_PROBLEM TO WORK ON_
Rewrite the material below, replacing "Submission" with "Response" and leaving everything else unchanged.

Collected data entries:
________________

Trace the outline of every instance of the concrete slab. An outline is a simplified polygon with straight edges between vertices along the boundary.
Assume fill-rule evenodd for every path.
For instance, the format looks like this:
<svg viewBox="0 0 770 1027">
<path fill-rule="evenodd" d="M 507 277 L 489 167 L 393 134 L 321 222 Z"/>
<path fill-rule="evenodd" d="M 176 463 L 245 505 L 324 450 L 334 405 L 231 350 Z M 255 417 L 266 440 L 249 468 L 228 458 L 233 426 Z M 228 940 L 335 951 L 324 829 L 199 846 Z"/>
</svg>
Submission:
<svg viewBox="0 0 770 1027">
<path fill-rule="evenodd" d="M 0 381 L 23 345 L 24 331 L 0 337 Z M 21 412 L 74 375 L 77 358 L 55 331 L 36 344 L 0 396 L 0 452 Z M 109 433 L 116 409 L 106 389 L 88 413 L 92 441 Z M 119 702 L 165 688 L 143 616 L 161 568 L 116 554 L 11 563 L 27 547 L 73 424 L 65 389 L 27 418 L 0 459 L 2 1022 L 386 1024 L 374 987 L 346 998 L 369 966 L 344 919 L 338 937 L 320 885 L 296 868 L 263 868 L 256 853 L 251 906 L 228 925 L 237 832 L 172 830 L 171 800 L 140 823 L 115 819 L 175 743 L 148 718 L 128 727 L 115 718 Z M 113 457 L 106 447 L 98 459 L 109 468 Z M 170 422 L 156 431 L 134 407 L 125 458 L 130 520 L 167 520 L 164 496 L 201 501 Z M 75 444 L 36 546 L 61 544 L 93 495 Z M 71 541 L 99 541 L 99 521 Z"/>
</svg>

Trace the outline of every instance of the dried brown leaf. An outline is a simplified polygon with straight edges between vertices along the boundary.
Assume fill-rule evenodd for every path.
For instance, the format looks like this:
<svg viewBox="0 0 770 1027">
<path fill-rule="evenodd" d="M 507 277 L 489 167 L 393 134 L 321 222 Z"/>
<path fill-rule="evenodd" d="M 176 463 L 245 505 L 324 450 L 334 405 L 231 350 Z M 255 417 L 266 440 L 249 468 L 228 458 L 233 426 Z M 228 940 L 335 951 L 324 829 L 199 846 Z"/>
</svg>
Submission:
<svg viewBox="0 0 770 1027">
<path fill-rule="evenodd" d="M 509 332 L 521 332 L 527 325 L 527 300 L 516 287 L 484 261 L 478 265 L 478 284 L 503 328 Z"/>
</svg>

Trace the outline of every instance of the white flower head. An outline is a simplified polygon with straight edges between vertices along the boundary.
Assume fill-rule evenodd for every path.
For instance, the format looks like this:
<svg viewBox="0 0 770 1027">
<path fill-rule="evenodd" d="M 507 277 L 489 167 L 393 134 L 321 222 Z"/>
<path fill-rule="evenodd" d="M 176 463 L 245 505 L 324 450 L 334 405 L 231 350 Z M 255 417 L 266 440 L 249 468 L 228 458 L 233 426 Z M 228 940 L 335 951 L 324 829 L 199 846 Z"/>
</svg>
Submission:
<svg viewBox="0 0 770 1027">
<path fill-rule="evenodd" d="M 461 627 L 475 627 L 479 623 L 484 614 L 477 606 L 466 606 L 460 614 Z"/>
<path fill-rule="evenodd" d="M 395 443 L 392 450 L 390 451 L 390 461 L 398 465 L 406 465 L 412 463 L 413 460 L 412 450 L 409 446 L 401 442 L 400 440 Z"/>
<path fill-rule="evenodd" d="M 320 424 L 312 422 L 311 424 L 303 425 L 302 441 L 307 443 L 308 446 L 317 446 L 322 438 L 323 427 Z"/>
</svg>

________________

_REPLY TO THE TASK_
Trace the outline of every instance of the concrete slab. An outline is a simplified polygon with straight edges between vertices along the boundary.
Assume fill-rule evenodd for every path.
For instance, the format looks like this:
<svg viewBox="0 0 770 1027">
<path fill-rule="evenodd" d="M 507 277 L 489 167 L 393 134 L 321 222 Z"/>
<path fill-rule="evenodd" d="M 176 463 L 245 505 L 324 450 L 334 405 L 231 350 Z M 255 417 L 266 440 L 249 468 L 228 458 L 233 426 Z M 228 940 L 335 951 L 324 829 L 199 846 Z"/>
</svg>
Response:
<svg viewBox="0 0 770 1027">
<path fill-rule="evenodd" d="M 0 381 L 23 345 L 24 331 L 0 337 Z M 21 412 L 74 375 L 77 358 L 55 331 L 36 344 L 0 396 L 0 452 Z M 109 433 L 116 409 L 106 389 L 88 413 L 92 441 Z M 119 702 L 165 688 L 143 616 L 161 568 L 116 554 L 11 563 L 27 547 L 73 424 L 65 389 L 27 418 L 0 459 L 2 1022 L 386 1024 L 374 987 L 346 998 L 369 966 L 344 919 L 338 937 L 320 885 L 296 868 L 263 868 L 256 853 L 251 906 L 228 925 L 237 832 L 172 830 L 171 800 L 140 823 L 115 819 L 175 743 L 148 718 L 128 727 L 115 718 Z M 113 457 L 106 447 L 98 459 L 109 468 Z M 170 422 L 156 431 L 134 407 L 125 458 L 130 520 L 167 520 L 164 496 L 201 501 Z M 75 444 L 36 546 L 61 544 L 93 495 Z M 71 541 L 99 541 L 99 521 Z"/>
</svg>

Trace the outline of every instance of the dried brown leaf. An outline is a simplified polygon with straight edges between vertices along the boundary.
Assume fill-rule evenodd for every path.
For instance, the format looks like this:
<svg viewBox="0 0 770 1027">
<path fill-rule="evenodd" d="M 507 277 L 489 167 L 393 134 L 321 222 Z"/>
<path fill-rule="evenodd" d="M 176 463 L 245 505 L 324 450 L 334 405 L 231 350 Z M 255 417 L 266 440 L 249 468 L 228 458 L 233 426 Z M 228 940 L 335 951 L 324 829 L 199 846 Z"/>
</svg>
Response:
<svg viewBox="0 0 770 1027">
<path fill-rule="evenodd" d="M 509 332 L 521 332 L 527 325 L 527 300 L 516 287 L 484 261 L 478 265 L 478 284 L 503 328 Z"/>
</svg>

Trace the outline of every instance of the white flower head. An outline is a simplified polygon with straight edges between vertices along the boundary.
Assume fill-rule evenodd for every path.
For instance, the format looks like this:
<svg viewBox="0 0 770 1027">
<path fill-rule="evenodd" d="M 507 277 L 489 167 L 393 134 L 321 222 Z"/>
<path fill-rule="evenodd" d="M 176 463 L 245 505 L 324 450 L 334 405 L 231 350 Z M 255 417 L 266 440 L 249 468 L 228 458 L 233 426 Z M 228 940 L 335 951 L 324 829 L 199 846 Z"/>
</svg>
Response:
<svg viewBox="0 0 770 1027">
<path fill-rule="evenodd" d="M 461 627 L 475 627 L 479 623 L 484 614 L 477 606 L 466 606 L 460 614 Z"/>
<path fill-rule="evenodd" d="M 395 443 L 392 450 L 390 451 L 390 461 L 398 465 L 406 465 L 412 463 L 413 460 L 412 450 L 409 446 L 401 442 L 400 440 Z"/>
<path fill-rule="evenodd" d="M 320 424 L 312 422 L 311 424 L 303 425 L 302 441 L 307 443 L 308 446 L 317 446 L 322 438 L 323 427 Z"/>
</svg>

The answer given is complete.